Page:
- - - -
Le faux-dilemme, sophisme préféré des protecteurs ?

Connaissez-vous le “faux-dilemme”, parfois aussi nommé
“fausse alternative” ? Selon l’excellent site Cortecs, cette méthode « consiste à n’offrir que deux alternatives déséquilibrées en omettant toute autre alternative pourtant possible. Il peut s’agir de réduire le choix à deux alternatives qui ne sont pas réellement contradictoires. Au final, le choix est confisqué et la décision étriquée.» 

C’est un des sophismes parmi les plus utilisés chez les protecteurs. 

Trois exemples ci-dessous :

• Sur le site de L’enfant Bleu, association luttant contre l’enfance maltraitée, le conseil donné est le suivant : « Mieux vaut signaler les soupçons que vous pouvez avoir sur la sécurité physique et morale d’un enfant, au risque de vous tromper, plutôt que de laisser un enfant dans l’enfer de la maltraitance et ainsi risquer sa vie. » https://enfantbleu.org/je-suis-temoin-de-maltraitances-sur-un-enfant/

Ici, l’alternative est celle du signalement contre le rien du tout, avec une belle accentuation de la culpabilisation : d’un côté, vous qui avez peur de vous tromper, en face « un enfant dans l’enfer de la maltraitance » au risque de sa vie.

• Après l’attentat à la Préfecture de Paris, sur le sujet de détection des personnes potentiellement radicalisées violentes, un expert de la sécurité publique, sur une radio : « Mieux vaut soupçonner et signaler les personnes dès qu’il y a des signaux faibles plutôt que se retrouver avec un terroriste qui fait des victimes » .

Ici, le soupçon au moindre signal faible est opposé à l’attaque terroriste réalisée.

• Lors d’un groupe de travail sur les violences conjugales, une magistrate explique comment avec l’aval de certains procureurs, des médecins passent outre la loi en matière de secret professionnel pour signaler des situations de femmes victimes de violence conjugale mais sans l’accord de celles-ci (condition imposée par la loi). Lorsque j’objecte que c’est ramener ces femmes à l’état de mineures, la magistrate réplique en disant : « qu’est-ce qu’on fait alors, on les laisse se faire tuer ?»
- - - -
Entrées listées:
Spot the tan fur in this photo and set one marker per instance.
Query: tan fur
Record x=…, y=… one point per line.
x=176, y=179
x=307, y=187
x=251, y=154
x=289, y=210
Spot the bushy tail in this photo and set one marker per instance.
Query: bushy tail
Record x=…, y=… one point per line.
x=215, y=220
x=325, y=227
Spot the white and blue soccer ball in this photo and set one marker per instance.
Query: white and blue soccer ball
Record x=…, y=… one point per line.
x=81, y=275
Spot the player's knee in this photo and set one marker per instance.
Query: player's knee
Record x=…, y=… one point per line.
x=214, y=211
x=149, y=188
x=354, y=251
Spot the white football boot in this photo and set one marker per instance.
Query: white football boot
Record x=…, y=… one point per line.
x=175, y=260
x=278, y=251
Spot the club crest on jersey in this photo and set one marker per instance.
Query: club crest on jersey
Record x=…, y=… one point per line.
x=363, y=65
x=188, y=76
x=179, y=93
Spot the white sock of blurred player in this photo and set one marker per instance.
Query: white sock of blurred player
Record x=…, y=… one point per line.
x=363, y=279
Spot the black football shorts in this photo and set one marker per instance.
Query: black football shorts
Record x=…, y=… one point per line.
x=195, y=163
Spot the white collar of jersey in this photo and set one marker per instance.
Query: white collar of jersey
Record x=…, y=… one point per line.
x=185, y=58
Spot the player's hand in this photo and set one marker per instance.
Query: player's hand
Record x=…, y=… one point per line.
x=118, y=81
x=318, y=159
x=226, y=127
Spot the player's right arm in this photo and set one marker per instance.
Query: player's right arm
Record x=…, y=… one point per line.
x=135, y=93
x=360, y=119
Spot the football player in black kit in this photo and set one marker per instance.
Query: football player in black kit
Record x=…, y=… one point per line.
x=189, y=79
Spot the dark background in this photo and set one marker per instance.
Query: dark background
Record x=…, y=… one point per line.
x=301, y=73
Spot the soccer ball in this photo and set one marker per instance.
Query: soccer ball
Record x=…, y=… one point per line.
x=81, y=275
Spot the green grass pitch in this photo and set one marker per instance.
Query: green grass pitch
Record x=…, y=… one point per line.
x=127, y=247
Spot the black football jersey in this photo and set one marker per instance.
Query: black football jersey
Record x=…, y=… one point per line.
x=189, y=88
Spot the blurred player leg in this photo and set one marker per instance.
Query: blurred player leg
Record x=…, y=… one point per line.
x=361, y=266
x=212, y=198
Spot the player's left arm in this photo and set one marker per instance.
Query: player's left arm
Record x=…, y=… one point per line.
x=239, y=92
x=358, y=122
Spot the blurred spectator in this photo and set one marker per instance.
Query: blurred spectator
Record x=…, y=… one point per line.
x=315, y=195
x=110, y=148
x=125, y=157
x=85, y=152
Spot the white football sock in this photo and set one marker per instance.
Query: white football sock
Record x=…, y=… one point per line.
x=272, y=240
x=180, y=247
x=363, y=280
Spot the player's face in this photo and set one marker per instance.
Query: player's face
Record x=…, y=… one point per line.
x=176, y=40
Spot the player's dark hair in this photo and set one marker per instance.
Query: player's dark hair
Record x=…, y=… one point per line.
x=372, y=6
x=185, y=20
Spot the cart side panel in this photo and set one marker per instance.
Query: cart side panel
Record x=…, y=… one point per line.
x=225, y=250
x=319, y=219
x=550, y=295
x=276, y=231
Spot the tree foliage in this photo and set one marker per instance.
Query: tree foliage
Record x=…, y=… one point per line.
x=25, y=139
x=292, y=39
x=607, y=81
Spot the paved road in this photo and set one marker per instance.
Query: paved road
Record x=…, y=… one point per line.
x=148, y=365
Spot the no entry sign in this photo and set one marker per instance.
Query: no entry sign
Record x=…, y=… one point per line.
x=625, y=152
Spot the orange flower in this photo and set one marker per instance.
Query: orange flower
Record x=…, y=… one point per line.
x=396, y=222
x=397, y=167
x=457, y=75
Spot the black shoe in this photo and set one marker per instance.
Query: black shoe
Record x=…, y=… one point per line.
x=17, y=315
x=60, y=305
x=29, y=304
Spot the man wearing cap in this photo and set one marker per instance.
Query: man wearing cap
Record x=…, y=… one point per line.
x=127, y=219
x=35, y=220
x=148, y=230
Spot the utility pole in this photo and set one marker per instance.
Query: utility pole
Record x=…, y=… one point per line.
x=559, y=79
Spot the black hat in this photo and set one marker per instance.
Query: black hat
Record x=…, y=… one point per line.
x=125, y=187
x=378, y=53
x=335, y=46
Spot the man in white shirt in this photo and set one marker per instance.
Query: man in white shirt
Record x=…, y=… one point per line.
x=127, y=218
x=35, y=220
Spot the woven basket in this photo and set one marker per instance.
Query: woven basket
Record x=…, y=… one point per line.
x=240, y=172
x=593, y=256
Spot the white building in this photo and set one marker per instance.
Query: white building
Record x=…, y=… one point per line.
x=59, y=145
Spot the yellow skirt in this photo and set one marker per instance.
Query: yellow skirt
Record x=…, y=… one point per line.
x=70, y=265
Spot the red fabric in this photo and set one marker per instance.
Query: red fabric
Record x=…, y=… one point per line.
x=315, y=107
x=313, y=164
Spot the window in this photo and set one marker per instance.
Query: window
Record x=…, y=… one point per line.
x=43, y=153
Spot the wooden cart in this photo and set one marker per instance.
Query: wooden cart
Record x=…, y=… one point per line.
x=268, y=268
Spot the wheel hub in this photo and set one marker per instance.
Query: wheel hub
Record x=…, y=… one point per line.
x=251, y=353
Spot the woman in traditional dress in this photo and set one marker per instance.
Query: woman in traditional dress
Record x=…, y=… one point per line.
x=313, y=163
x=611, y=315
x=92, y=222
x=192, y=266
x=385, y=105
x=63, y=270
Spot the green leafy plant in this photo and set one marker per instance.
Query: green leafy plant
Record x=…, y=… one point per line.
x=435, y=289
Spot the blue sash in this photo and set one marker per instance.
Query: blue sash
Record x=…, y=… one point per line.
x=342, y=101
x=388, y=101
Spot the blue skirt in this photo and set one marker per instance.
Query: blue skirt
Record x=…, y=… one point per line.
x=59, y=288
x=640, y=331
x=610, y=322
- - - -
À faire:
1: Dites, s'il vous plaît, si chacune des affirmations suivantes concorde avec le texte sur le faux-dilemme, en répondant par oui ou non et en citant les mots décisifs du texte : (a) Le faux-dilemme est parfois désigné sous un autre nom. (b) L'expert de la sécurité publique s'exprimait à la télévision. (c) Dans le groupe de travail sur les violences conjugales, c'est un procureur qui réplique à l'objection.
2: Dans le texte sur le faux-dilemme, quelle association luttant contre l'enfance maltraitée est citée ?
3: Reproduisez fidèlement le passage du texte sur le faux-dilemme qui va de « Ici, l’alternative est » à « risque de sa vie. ».

Réponses:
1:
(a) Oui : « parfois aussi nommé “fausse alternative” ».
(b) Non : « sur une radio ».
(c) Non : « la magistrate réplique en disant ».

2: L'enfant Bleu.

3:
Ici, l’alternative est celle du signalement contre le rien du tout, avec une belle accentuation de la culpabilisation : d’un côté, vous qui avez peur de vous tromper, en face « un enfant dans l’enfer de la maltraitance » au risque de sa vie.